- The problem
Please convert every line below into a Markdown table with the columns Row and Line, numbering each row and leaving out blank lines.
** Start of Exercise material **
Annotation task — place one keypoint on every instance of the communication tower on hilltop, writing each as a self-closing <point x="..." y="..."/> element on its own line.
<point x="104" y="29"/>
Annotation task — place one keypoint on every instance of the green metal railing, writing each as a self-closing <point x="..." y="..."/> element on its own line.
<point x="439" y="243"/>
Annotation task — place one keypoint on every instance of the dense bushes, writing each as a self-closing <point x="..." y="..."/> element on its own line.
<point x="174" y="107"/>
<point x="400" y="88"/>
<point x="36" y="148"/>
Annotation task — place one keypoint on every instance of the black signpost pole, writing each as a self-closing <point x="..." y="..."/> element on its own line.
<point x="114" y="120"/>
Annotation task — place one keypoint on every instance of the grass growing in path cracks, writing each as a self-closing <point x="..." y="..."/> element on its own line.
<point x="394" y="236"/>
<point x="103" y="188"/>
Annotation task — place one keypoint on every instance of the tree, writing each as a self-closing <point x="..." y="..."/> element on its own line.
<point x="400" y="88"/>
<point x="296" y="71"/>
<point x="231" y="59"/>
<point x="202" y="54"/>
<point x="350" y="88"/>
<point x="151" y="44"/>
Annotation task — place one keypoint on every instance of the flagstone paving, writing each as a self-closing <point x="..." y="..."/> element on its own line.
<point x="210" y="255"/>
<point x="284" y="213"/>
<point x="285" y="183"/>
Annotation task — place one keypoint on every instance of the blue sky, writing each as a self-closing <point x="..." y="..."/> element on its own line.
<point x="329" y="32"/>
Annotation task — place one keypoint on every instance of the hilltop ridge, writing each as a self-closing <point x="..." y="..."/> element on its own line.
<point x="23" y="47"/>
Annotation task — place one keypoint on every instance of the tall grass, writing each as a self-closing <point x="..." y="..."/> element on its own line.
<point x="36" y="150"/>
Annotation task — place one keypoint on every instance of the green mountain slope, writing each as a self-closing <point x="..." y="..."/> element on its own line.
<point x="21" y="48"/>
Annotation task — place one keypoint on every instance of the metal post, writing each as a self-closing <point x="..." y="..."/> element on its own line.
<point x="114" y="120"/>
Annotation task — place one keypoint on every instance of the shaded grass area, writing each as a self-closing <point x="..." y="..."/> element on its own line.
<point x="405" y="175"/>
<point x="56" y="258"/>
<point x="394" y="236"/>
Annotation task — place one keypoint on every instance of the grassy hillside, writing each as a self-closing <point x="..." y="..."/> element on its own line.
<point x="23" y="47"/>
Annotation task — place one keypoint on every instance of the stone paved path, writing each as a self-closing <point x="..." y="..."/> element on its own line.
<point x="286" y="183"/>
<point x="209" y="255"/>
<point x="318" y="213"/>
** End of Exercise material **
- Solution to the problem
| Row | Line |
|---|---|
| 1 | Annotation task — place one keypoint on every instance of the communication tower on hilltop, writing each as a self-closing <point x="..." y="..."/> element on its own line. |
| 2 | <point x="104" y="29"/> |
| 3 | Annotation task — place one keypoint on every instance of the green metal railing, writing each as a self-closing <point x="..." y="..."/> element on its own line. |
| 4 | <point x="439" y="243"/> |
| 5 | Annotation task — place one keypoint on every instance of the dense bushes, writing each as a self-closing <point x="..." y="..."/> element on its own line. |
| 6 | <point x="174" y="107"/> |
| 7 | <point x="400" y="88"/> |
| 8 | <point x="36" y="148"/> |
| 9 | Annotation task — place one keypoint on every instance of the black signpost pole, writing each as a self-closing <point x="..." y="..."/> element on its own line. |
| 10 | <point x="114" y="120"/> |
| 11 | Annotation task — place one keypoint on every instance of the grass growing in path cracks, writing each as a self-closing <point x="..." y="..."/> element on its own line. |
| 12 | <point x="394" y="236"/> |
| 13 | <point x="103" y="188"/> |
| 14 | Annotation task — place one keypoint on every instance of the tree, writing each as a self-closing <point x="..." y="..."/> element on its own line. |
| 15 | <point x="400" y="88"/> |
| 16 | <point x="296" y="71"/> |
| 17 | <point x="231" y="59"/> |
| 18 | <point x="202" y="54"/> |
| 19 | <point x="350" y="88"/> |
| 20 | <point x="151" y="44"/> |
| 21 | Annotation task — place one keypoint on every instance of the flagstone paving, writing each as a self-closing <point x="..." y="..."/> element on its own line. |
| 22 | <point x="210" y="255"/> |
| 23 | <point x="284" y="213"/> |
| 24 | <point x="285" y="183"/> |
| 25 | Annotation task — place one keypoint on every instance of the blue sky, writing each as a self-closing <point x="..." y="..."/> element on its own line. |
| 26 | <point x="329" y="32"/> |
| 27 | Annotation task — place one keypoint on every instance of the hilltop ridge, writing each as a self-closing <point x="..." y="..."/> element on its own line. |
| 28 | <point x="23" y="47"/> |
| 29 | Annotation task — place one keypoint on every instance of the tall grass, writing each as a self-closing <point x="..." y="..."/> element on its own line. |
| 30 | <point x="36" y="150"/> |
| 31 | Annotation task — place one keypoint on every instance of the green mountain slope, writing each as a self-closing <point x="..." y="..."/> element on its own line. |
| 32 | <point x="21" y="48"/> |
| 33 | Annotation task — place one keypoint on every instance of the metal post, writing each as a self-closing <point x="..." y="..."/> element on its own line. |
| 34 | <point x="114" y="120"/> |
| 35 | Annotation task — place one keypoint on every instance of the shaded grass area, writing each as a self-closing <point x="..." y="..."/> element on its own line. |
| 36 | <point x="405" y="175"/> |
| 37 | <point x="56" y="258"/> |
| 38 | <point x="394" y="236"/> |
| 39 | Annotation task — place one keypoint on every instance of the grassy hillside, writing each as a self-closing <point x="..." y="..."/> element on its own line. |
| 40 | <point x="23" y="47"/> |
| 41 | Annotation task — place one keypoint on every instance of the stone paved path, writing each as a self-closing <point x="..." y="..."/> element on its own line. |
| 42 | <point x="286" y="183"/> |
| 43 | <point x="209" y="255"/> |
| 44 | <point x="318" y="213"/> |